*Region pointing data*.
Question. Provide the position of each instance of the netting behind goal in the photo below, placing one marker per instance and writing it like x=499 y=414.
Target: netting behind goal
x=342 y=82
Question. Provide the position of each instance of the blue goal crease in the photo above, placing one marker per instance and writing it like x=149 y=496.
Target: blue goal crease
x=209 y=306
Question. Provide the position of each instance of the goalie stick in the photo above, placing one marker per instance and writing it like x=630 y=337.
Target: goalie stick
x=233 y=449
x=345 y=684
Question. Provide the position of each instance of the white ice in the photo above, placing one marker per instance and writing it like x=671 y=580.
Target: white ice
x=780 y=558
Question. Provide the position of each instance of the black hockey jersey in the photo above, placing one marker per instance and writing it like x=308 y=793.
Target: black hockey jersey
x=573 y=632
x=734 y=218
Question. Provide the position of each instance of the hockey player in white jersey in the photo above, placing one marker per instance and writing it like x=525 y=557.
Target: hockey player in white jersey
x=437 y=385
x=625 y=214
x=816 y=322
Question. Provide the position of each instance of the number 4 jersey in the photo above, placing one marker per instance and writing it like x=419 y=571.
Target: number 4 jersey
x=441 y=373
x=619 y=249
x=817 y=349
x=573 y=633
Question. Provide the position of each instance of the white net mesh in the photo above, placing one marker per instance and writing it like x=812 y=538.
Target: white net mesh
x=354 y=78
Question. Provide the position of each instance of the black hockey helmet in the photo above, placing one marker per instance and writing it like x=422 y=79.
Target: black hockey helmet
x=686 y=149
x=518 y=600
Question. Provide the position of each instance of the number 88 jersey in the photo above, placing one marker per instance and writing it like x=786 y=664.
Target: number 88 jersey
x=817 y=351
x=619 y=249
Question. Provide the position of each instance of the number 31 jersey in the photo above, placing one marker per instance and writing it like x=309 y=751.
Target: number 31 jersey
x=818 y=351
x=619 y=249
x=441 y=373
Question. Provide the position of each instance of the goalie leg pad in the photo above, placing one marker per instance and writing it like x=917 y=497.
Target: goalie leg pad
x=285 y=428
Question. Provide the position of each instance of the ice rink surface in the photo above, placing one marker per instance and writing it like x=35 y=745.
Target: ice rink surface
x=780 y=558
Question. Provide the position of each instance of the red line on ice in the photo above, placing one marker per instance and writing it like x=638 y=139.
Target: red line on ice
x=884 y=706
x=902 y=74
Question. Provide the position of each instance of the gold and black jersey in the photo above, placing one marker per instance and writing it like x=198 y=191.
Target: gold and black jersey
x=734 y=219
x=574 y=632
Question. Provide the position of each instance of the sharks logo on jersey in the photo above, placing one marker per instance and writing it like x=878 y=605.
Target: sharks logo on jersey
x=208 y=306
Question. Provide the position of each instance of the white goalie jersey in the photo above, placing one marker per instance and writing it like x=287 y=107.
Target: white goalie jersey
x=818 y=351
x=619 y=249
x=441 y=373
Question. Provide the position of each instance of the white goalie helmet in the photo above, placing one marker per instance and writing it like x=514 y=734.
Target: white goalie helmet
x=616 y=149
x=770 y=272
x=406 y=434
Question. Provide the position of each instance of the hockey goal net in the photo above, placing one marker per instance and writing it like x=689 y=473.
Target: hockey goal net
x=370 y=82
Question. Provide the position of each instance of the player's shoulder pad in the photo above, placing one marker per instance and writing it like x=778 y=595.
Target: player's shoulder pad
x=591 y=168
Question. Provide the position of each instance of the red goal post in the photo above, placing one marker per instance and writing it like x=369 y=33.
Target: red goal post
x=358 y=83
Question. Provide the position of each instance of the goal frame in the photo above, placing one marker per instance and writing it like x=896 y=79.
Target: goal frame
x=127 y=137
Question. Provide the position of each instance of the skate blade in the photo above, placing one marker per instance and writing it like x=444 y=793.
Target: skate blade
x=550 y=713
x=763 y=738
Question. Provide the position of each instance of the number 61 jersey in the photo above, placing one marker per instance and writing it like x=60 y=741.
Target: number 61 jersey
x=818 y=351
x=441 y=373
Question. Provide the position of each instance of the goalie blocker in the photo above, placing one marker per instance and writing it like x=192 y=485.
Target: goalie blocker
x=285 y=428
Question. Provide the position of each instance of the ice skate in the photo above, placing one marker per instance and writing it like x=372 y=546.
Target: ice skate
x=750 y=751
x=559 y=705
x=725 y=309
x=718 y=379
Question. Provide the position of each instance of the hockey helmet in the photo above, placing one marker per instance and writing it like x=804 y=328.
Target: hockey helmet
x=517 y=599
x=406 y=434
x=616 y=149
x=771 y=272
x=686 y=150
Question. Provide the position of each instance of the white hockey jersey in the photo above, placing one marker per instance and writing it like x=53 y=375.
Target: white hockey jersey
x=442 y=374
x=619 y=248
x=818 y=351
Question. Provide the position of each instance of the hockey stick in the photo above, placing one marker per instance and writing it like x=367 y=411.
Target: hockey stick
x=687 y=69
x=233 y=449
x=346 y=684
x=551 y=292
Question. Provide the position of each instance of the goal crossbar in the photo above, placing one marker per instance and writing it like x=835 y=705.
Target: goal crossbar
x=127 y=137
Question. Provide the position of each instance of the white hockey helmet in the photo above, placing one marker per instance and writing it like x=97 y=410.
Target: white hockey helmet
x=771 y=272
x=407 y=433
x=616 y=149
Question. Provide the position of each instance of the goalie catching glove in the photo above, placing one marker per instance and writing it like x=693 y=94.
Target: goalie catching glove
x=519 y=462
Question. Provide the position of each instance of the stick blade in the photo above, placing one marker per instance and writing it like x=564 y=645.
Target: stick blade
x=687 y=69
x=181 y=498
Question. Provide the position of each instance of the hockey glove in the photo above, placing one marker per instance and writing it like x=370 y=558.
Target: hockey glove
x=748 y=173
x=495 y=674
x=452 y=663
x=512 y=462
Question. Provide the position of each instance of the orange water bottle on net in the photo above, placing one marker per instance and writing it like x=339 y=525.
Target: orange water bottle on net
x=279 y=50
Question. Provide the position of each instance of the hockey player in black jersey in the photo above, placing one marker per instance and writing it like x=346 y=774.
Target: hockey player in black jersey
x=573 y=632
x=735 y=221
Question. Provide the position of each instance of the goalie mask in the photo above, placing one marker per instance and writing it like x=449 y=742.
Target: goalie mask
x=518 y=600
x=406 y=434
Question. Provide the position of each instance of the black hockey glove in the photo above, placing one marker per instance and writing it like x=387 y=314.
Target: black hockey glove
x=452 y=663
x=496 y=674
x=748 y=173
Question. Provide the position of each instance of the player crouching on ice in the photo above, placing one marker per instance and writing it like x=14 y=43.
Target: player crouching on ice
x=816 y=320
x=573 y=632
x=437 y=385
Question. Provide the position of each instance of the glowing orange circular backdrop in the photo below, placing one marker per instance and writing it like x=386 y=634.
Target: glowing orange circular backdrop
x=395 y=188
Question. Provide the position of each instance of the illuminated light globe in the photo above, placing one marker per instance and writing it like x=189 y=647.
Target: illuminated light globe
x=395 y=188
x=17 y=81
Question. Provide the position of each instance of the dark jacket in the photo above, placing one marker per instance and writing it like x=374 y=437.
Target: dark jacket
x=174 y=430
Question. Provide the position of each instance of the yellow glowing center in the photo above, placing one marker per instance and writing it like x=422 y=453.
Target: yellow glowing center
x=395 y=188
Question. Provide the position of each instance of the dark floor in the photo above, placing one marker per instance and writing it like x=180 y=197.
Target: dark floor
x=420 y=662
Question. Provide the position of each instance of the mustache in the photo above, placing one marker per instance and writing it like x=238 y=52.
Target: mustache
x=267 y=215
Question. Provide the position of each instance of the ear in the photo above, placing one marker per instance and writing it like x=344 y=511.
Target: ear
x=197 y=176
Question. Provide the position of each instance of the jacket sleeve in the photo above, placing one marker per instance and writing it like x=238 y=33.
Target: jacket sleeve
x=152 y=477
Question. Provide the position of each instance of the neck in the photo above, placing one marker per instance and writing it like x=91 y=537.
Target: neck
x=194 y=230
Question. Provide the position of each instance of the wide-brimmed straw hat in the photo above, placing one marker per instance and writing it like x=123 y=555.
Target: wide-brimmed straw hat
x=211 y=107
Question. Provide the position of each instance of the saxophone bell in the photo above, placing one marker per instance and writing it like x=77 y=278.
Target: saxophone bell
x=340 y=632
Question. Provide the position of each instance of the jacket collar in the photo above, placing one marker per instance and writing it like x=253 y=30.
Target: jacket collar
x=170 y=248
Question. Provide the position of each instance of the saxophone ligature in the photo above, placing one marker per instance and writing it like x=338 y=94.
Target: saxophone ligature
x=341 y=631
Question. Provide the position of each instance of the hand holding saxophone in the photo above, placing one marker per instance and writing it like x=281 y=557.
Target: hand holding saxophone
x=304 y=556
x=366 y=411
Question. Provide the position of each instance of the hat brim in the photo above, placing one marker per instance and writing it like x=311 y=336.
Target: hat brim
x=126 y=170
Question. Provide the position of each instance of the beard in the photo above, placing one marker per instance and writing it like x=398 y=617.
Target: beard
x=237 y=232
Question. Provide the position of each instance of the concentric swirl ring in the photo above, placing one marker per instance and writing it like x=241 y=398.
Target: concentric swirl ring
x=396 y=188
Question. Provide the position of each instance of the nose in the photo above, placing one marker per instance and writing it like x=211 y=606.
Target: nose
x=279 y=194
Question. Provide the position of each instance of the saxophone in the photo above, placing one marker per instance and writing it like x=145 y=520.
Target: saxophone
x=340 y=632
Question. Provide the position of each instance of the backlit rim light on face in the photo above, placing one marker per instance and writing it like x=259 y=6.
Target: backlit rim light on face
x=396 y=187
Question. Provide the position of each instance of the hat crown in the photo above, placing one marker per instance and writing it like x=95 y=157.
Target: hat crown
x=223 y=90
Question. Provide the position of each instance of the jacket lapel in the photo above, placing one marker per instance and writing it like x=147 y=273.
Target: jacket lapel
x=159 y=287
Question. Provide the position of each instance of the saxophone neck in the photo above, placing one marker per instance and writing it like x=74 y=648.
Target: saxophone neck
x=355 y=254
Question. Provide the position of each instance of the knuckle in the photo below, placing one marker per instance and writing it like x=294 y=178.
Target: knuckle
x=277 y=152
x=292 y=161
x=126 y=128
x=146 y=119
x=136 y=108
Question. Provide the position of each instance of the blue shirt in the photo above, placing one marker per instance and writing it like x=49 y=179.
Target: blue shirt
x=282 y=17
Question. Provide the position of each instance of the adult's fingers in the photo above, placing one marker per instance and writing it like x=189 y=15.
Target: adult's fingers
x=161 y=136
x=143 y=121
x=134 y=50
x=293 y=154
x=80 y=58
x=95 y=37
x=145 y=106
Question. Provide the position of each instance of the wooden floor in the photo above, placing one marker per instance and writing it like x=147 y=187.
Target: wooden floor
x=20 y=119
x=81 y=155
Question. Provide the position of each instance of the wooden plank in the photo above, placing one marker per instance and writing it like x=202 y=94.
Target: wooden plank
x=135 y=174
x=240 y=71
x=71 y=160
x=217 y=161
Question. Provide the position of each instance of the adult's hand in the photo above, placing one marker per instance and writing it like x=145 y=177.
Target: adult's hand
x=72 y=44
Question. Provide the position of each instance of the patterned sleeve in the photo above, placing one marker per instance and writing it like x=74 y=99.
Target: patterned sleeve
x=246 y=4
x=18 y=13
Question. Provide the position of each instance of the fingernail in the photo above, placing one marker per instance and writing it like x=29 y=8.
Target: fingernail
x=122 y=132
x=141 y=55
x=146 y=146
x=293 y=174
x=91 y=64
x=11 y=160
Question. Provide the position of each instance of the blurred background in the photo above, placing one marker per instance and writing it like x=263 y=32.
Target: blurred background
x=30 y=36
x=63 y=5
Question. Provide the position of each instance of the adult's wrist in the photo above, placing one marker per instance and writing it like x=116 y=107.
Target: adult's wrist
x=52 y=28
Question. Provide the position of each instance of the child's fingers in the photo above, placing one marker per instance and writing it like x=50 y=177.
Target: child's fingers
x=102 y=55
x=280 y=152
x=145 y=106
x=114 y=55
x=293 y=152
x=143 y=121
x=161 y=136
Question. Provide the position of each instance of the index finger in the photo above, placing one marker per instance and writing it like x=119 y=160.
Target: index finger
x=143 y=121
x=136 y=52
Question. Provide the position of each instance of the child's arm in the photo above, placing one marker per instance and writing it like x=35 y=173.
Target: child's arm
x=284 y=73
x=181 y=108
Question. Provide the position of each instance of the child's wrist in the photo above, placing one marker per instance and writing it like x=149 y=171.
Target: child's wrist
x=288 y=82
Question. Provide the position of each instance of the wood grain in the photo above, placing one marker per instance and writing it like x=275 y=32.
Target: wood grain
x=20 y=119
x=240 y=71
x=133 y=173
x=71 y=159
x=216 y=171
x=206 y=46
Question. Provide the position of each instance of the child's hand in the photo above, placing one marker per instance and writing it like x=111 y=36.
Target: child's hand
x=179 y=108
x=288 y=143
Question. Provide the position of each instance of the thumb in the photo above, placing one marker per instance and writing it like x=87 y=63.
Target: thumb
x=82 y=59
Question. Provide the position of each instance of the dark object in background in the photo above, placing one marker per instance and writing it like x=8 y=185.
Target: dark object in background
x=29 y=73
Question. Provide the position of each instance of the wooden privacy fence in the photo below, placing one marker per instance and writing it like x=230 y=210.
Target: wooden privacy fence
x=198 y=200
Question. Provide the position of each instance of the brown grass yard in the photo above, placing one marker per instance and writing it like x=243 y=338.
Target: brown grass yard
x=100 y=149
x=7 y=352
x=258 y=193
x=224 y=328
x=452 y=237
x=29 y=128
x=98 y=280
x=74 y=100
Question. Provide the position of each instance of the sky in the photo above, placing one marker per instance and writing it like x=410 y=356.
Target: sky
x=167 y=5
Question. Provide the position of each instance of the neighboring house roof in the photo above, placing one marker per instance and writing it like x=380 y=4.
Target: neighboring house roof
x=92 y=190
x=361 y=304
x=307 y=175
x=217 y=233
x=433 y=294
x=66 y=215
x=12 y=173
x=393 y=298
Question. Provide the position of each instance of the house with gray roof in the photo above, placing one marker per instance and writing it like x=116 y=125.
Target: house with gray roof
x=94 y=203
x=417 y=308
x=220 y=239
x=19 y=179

*YOUR GOAL*. Every line that contains the string "below" should be copied from the entries.

*THE ANSWER*.
Question. Provide the position of each instance of the netting behind goal in the photo below, placing one marker per instance and writing it like x=499 y=414.
Question. Provide the position of each instance of the glowing orange circular backdrop in the photo below, placing one marker per instance and writing it like x=386 y=634.
Question. Provide the position of each instance of the knuckle in the photo below, placing one marker per instance and writing it like x=294 y=178.
Question. Provide the position of each instance of the wooden privacy fence in the photo below, placing one marker per instance and writing it like x=230 y=210.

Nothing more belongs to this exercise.